*** Begin section ***

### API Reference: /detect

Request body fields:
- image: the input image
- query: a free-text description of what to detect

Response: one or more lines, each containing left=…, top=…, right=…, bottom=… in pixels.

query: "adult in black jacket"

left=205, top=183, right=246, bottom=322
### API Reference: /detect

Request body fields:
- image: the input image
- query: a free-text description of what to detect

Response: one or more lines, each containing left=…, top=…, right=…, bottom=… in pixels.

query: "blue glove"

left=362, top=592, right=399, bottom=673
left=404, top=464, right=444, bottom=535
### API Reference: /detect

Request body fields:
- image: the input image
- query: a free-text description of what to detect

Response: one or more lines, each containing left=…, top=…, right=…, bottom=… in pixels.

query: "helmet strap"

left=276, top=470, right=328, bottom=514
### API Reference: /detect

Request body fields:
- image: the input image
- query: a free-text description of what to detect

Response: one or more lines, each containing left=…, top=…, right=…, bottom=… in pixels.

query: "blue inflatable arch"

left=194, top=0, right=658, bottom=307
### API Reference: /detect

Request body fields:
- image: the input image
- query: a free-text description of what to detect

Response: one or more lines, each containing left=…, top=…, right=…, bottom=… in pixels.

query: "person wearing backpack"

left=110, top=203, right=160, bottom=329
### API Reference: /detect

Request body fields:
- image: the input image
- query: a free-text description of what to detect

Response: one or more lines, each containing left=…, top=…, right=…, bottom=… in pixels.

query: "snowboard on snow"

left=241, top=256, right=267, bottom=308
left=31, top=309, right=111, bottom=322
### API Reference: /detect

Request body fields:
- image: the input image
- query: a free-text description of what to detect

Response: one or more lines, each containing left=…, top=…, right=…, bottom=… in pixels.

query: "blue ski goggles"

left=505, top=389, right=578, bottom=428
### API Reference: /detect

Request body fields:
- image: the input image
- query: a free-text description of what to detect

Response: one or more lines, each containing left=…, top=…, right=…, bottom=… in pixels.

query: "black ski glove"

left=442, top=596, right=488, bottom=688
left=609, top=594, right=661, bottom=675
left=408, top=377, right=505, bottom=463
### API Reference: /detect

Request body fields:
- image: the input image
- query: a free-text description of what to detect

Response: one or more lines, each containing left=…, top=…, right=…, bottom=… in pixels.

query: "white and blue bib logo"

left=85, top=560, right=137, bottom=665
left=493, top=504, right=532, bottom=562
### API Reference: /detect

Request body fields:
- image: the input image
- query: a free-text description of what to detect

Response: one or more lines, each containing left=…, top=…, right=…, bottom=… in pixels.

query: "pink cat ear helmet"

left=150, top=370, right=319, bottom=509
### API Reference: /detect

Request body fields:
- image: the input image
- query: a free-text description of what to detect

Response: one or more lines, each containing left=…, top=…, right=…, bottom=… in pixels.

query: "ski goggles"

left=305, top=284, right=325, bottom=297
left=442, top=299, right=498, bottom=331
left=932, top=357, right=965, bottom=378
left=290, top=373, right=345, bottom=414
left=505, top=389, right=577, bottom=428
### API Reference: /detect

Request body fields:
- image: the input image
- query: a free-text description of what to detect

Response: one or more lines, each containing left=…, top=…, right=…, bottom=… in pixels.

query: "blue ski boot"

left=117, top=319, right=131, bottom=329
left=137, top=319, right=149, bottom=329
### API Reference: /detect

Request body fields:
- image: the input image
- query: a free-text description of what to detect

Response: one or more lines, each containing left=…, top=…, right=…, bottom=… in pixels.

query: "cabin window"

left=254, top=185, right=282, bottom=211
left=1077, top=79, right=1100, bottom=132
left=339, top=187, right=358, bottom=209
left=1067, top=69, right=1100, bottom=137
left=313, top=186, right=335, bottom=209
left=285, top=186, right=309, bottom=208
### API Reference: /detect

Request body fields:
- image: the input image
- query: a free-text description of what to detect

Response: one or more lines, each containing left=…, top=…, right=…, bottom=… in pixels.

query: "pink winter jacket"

*** End section ***

Goal of the exercise: Retype every entry word for word.

Your response:
### API Reference: /detect

Request body fields:
- image: the input image
- query: a free-text description of what to detect

Response: one or more lines, each containing left=…, top=…, right=…, bottom=… in pixels.

query: "adult in black jacket"

left=205, top=183, right=246, bottom=322
### API Reference: /detect

Request body fields:
- image: the input image
- query: a free-text description of what to detect

Response: one or more lines, each containing left=…, top=…, right=…, bottom=… in pixels.

query: "blue glove"

left=362, top=592, right=399, bottom=673
left=404, top=464, right=444, bottom=535
### API Reference: /detect

Request body fields:
- image: the input image
- query: a free-text description of what to detect

Response: one or more lines, each containing left=…, top=…, right=…, bottom=… in pixels.

query: "helmet strap"

left=276, top=470, right=328, bottom=514
### API Reference: /detect

Request body fields:
- image: the input image
- query: a free-text description of what to detect

Response: one or more lines, each containing left=…, top=…, right=…, bottom=… in pixels.

query: "blue inflatable arch"

left=194, top=0, right=658, bottom=307
### API Reference: /detect

Request body fields:
- image: the input image
- query: a free-text description of what to detect

Response: one or more lines, each containing left=…, top=…, right=…, bottom=… in pixels.

query: "person wearing backpack"

left=110, top=203, right=160, bottom=329
### API Reference: /detect

Request body fields:
- image: the input image
- query: a free-text description of what to detect

Response: one or more lines, each containing left=…, top=…, right=…, bottom=… in pixels.

query: "snowboard on snow"

left=241, top=256, right=267, bottom=308
left=31, top=309, right=111, bottom=322
### API Reference: /detect

Request body fields:
- image: the input image
- query: a free-text description of what to detect

Response: one or more lines, each containing left=…, top=…, right=…, bottom=… in pixels.

query: "blue ski goggles"

left=505, top=389, right=578, bottom=428
### API Reference: /detect

Request body fields:
- image: the input image
- query: a free-text description of what to detect

Response: one or more lines, each containing left=…, top=…, right=…, bottom=… in pixels.

query: "black ski glove"

left=442, top=596, right=488, bottom=688
left=609, top=594, right=661, bottom=675
left=408, top=377, right=505, bottom=463
### API Reference: /detect

Request body fields:
- image: the input image
- query: a free-text description of what to detect

Response: one or more lines, each containing left=…, top=…, right=…, bottom=… in pixels.

query: "white and blue bib logo"

left=85, top=560, right=137, bottom=665
left=493, top=504, right=532, bottom=562
### API Reference: /detect

Request body fields:
- image: the input image
- query: a free-text description of what to detect

Response: one or more lines, each containing left=…, top=…, right=…, bottom=… in pixels.

query: "pink cat ear helmet"

left=150, top=370, right=319, bottom=509
### API Reference: /detect

Request body fields:
- image: the input image
- query: a free-text description of what to detect

Response: one or more lines, each containing left=…, top=…, right=…, bottom=… in pixels.

query: "ski goggles"

left=305, top=284, right=325, bottom=297
left=442, top=299, right=498, bottom=331
left=932, top=357, right=965, bottom=378
left=290, top=373, right=345, bottom=414
left=505, top=389, right=577, bottom=428
### API Reference: /detect

Request body fields:
- image: the input image
- query: a free-text description of what to detect

Response: one or more lines, each containing left=…, top=…, right=…, bottom=… in pixels.

query: "blue ski boot"

left=117, top=319, right=131, bottom=329
left=137, top=319, right=149, bottom=329
### API Reference: /detect

Request body fields:
- image: the input image
- query: a free-text description of what to detect

Response: one or more lines, each containing left=…, top=…, right=…, bottom=… in pixels.

query: "cabin window"

left=254, top=185, right=282, bottom=211
left=1077, top=79, right=1100, bottom=132
left=339, top=187, right=358, bottom=209
left=1067, top=69, right=1100, bottom=137
left=313, top=186, right=335, bottom=209
left=285, top=186, right=309, bottom=208
### API Reference: /detect

Request body fields:
- image: the input image
- query: a free-text description of what to detect

Response: one or more lines, each containing left=…, top=…, right=…, bottom=… in pixels.

query: "pink winter jacket"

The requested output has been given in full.